* READING PASSAGE *
BACKGROUND

Dioecy, a common reproductive strategy in angiosperms, has evolved independently in various plant lineages, and this has resulted in the evolution of diverse sex chromosome systems and sex determination mechanisms. Hippophae is a genus of dioecious plants with an XY sex determination system, but the molecular underpinnings of this process have not yet been clarified. Most previously published sea buckthorn genome data have been derived from females, yet genomic data on males are critically important for clarifying our understanding of sex determination in this genus. Comparative genomic analyses of male and female sea buckthorn plants can shed light on the origins and evolution of sex. These studies can also enhance our understanding of the molecular mechanisms underlying sexual differentiation and provide novel insights and data for future research on sexual reproduction in plants.

RESULTS

We conducted an in-depth analysis of the genomes of 2 sea buckthorn species, including a male Hippophae gyantsensis, a female Hippophae salicifolia, and 2 haplotypes of male H. salicifolia. The genome size of H. gyantsensis was 704.35 Mb, and that of the female H. salicifolia was 788.28 Mb. The sizes of the 2 haplotype genomes were 1,139.99 Mb and 1,097.34 Mb. The sex-determining region (SDR) of H. salicifolia was 29.71 Mb and contained 249 genes. A comparative analysis of the haplotypes of Chr02 of H. salicifolia revealed that the Y chromosome was shorter than the X chromosome. Chromosomal evolution analysis indicated that Hippophae has experienced significant chromosomal rearrangements following 2 whole-genome duplication events, and the fusion of 2 chromosomes has potentially led to the early formation of sex chromosomes in sea buckthorn. Multiple structural variations between Y and X sex-linked regions might have facilitated the rapid evolution of sex chromosomes in H. salicifolia. Comparison of the transcriptome data of male and female flower buds from H. gyantsensis and H. salicifolia revealed 11 genes specifically expressed in males. Three of these were identified as candidate genes involved in the sex determination of sea buckthorn. These findings will aid future studies of the sex determination mechanisms in sea buckthorn.

* LIST OF TASKS *
1. Answer these questions using the sea buckthorn passage:
(a) What sex determination system does Hippophae have?
(b) What was the genome size of H. gyantsensis?
(c) How many genes did the sex-determining region of H. salicifolia contain?
2. Resume the sea buckthorn passage with one short paragraph that picks up after its final sentence.
The listing that comes next is separate material and has no connection to the sea buckthorn passage.

* THE DATA *
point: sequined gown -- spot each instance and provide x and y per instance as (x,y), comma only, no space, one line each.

* YOUR RESPONSES *
1.
(a) An XY sex determination system.
(b) 704.35 Mb.
(c) 249 genes.

2.
CONCLUSION

A comparative genomic analysis was performed to identify the SDR in H. salicifolia. The origins and evolutionary trajectories of sex chromosomes within Hippophae were also determined. Three potential candidate genes associated with sea buckthorn sex determination were identified. Overall, our findings will aid future studies aimed at clarifying the mechanisms of sex determination.